== THE EXERCISE ==
Extract every entry word for word.
-- START ENTRIES --
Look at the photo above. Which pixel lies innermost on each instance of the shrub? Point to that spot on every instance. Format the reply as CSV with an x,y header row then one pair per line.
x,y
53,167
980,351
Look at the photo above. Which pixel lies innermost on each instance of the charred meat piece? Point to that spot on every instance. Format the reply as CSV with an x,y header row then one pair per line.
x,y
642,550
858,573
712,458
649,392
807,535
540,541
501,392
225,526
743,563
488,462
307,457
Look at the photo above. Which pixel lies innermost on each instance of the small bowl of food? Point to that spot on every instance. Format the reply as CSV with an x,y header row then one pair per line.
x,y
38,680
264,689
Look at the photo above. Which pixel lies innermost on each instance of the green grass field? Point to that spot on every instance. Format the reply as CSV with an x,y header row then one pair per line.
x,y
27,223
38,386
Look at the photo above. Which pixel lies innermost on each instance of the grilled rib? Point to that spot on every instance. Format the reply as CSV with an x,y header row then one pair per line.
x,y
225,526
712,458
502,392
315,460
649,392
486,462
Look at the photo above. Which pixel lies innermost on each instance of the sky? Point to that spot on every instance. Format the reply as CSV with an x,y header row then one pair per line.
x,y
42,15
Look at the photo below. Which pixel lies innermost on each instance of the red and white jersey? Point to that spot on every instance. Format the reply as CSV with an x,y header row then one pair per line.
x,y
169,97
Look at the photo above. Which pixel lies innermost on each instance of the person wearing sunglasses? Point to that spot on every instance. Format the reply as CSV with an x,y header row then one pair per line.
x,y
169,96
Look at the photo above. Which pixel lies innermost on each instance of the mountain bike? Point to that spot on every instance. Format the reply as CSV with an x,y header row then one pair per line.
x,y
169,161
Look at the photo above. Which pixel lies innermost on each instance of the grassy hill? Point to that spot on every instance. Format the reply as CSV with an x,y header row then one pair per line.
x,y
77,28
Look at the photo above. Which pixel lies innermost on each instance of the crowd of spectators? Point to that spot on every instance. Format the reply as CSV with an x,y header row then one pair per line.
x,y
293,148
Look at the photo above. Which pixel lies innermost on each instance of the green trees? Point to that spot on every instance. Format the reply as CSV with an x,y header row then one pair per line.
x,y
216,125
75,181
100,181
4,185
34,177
-- END ENTRIES --
== THE ANSWER ==
Look at the photo above. Which pixel lies innermost on each instance of the shrub? Point to that spot on every instance. Format the reply as CSV with an x,y header row then one pair per line.
x,y
53,167
980,351
Look at the photo above. Which pixel lies innermost on each instance of the charred meat piece? Point to that spot on every instance. Format the reply as CSV with an x,y header row then one pair per line.
x,y
642,550
858,573
712,458
649,392
807,535
540,541
501,392
225,526
743,563
488,462
307,457
Look at the photo above. Which pixel lies innermost on each instance of the small bowl of food? Point to that spot on every instance. Format the reply as CSV with an x,y header row then one pair per line.
x,y
38,680
264,689
Look at the photo above. Which pixel lies innermost on each instance of the green grass field? Point to that spot on every instance. Format the reply as CSV with an x,y header row then one pair per line.
x,y
27,223
38,386
Look at the photo above. Which pixel lies innermost on each instance of the grilled rib? Point to that spot on every instance. Format the reply as CSV with an x,y header row then one pair per line.
x,y
225,526
712,458
502,392
315,460
649,392
486,462
Look at the photo above. Which pixel lies innermost on each instance of the sky? Point to that spot on every instance. Format the reply as CSV with an x,y header row then one pair per line.
x,y
42,15
Look at the photo below. Which pixel lies innermost on each instance of the red and white jersey? Point to that spot on every instance. Format the reply as CSV with an x,y header row then one pair per line.
x,y
169,97
Look at the photo above. Which pixel lies innermost on each instance of the person wearing sunglasses? Point to that spot on every instance. Format the reply as CSV with an x,y header row then one pair per line.
x,y
169,96
Look at the photo above. Which pixel lies innermost on each instance of the mountain bike? Point to that spot on every instance. Format the reply as CSV with an x,y header row then one pair per line.
x,y
169,161
Look at the photo above. Which pixel lies innermost on each instance of the grassy hill? Point to that spot on every instance. Format the reply as CSV with an x,y header row then one pair per line.
x,y
77,28
Look at the photo above. Which pixel lies innermost on each instance of the crowd of spectators? Point to that spot on every instance. Format the reply as CSV with an x,y header row then one pair per line.
x,y
293,148
Look at the photo above. Which pixel lies innermost on each instance of the green trees? Point to that spot on every instance. Format the reply as CSV with an x,y header row then one pair per line.
x,y
216,125
75,181
100,181
4,185
34,177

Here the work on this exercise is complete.